- _Exercise instructions_:
The expected output is exactly the lines below, starting at the line with "Target: mast" and ending at the line with "Target: dense conifer forest", both included; no other line belongs in it.

- _Input_:
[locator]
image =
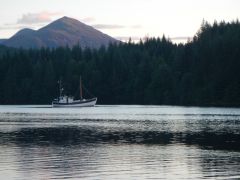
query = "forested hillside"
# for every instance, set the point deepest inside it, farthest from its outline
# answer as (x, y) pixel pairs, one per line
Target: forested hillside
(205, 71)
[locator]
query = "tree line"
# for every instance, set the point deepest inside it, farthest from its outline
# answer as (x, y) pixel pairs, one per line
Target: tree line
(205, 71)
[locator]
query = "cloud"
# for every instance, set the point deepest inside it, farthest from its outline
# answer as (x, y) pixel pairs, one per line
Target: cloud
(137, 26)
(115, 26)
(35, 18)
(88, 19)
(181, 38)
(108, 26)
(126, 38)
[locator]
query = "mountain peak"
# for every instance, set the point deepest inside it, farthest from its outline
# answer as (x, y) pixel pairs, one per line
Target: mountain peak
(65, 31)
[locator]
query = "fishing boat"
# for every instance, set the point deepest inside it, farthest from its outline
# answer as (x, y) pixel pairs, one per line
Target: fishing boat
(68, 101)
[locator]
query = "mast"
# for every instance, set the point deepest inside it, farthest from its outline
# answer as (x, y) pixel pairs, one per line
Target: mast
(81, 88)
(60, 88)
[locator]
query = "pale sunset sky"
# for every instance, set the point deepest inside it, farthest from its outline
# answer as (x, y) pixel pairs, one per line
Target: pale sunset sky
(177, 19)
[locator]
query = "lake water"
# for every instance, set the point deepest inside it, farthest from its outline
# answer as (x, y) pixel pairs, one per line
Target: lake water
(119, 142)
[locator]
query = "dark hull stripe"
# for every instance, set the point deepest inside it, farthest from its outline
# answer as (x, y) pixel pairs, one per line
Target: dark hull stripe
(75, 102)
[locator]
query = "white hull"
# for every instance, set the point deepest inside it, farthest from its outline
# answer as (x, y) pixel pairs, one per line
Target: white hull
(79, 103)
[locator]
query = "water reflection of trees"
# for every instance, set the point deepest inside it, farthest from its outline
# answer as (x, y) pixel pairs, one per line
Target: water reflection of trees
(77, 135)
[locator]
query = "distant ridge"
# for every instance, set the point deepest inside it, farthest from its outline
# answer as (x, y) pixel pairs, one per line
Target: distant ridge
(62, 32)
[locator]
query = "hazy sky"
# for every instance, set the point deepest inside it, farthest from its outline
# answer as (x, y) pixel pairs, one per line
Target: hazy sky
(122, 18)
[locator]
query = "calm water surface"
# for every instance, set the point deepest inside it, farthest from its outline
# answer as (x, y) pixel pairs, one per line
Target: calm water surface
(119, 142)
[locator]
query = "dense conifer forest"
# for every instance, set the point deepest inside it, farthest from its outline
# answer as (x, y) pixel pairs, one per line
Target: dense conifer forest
---
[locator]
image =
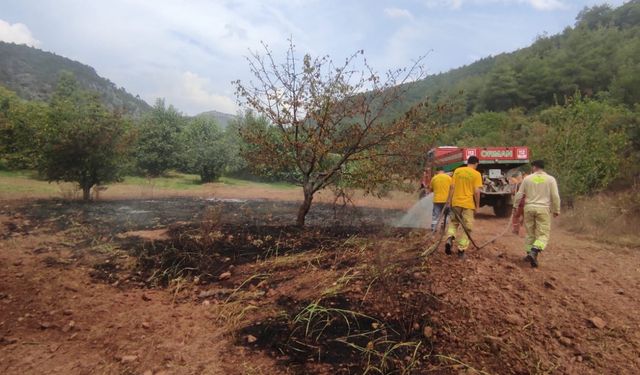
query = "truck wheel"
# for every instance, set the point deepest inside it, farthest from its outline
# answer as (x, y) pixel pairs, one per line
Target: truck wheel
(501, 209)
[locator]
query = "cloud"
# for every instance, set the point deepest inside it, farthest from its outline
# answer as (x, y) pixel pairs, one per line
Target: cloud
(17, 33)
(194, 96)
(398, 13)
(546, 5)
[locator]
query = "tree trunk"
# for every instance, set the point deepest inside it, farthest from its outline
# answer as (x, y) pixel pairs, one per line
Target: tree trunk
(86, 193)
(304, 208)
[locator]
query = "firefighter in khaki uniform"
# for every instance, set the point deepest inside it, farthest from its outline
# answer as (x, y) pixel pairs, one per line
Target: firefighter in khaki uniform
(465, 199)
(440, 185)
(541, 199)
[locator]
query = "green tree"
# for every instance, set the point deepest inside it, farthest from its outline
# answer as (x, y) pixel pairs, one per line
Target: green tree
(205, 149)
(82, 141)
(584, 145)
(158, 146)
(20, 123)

- _Your response_:
Target: mast
(81, 88)
(60, 88)
[locator]
query = "pale sunset sky"
# for every instance, set the point deepest inside it, farthest from its outline
# answer as (x, y) pixel pairs, one per line
Target: pale sunset sky
(177, 19)
[locator]
query = "lake water"
# for every instance, set the point deepest inside it, farthest from its outline
# answer as (x, y) pixel pairs, one per line
Target: lake water
(119, 142)
[locator]
query = "dark hull stripe"
# for every instance, set the point deepest inside it, farthest from its outline
# answer as (x, y) pixel pairs, one per line
Target: dark hull stripe
(75, 102)
[locator]
query = "white hull"
# for every instance, set the point deepest inside it, farthest from its outline
# answer as (x, y) pixel pairs, one per line
Target: white hull
(79, 103)
[locator]
query = "water reflection of trees"
# for every instance, set the point deepest inside it, farthest from its outline
# answer as (x, y) pixel pairs, one per line
Target: water reflection of trees
(77, 135)
[locator]
query = "distant ridge"
# for every instance, set the point deepest inside it, farthest from its outline
# answer as (x, y) pixel pairs, one per line
Target: distant ridge
(62, 32)
[locator]
query = "hazy sky"
# for every instance, set the point deepest inside it, farthest from its outline
# answer as (x, y) pixel pairs, one per line
Target: hazy sky
(122, 18)
[locator]
query = "calm water surface"
# for every instance, set the point deepest inside it, farthest from its outline
# answer as (x, y) pixel pairs, one per line
Target: calm water surface
(119, 142)
[locator]
query = "dense conifer forest"
# for every instance, set the point deepest inside it, farthest from its outline
# answer as (x, y) pixel pairs, one per line
Target: dense conifer forest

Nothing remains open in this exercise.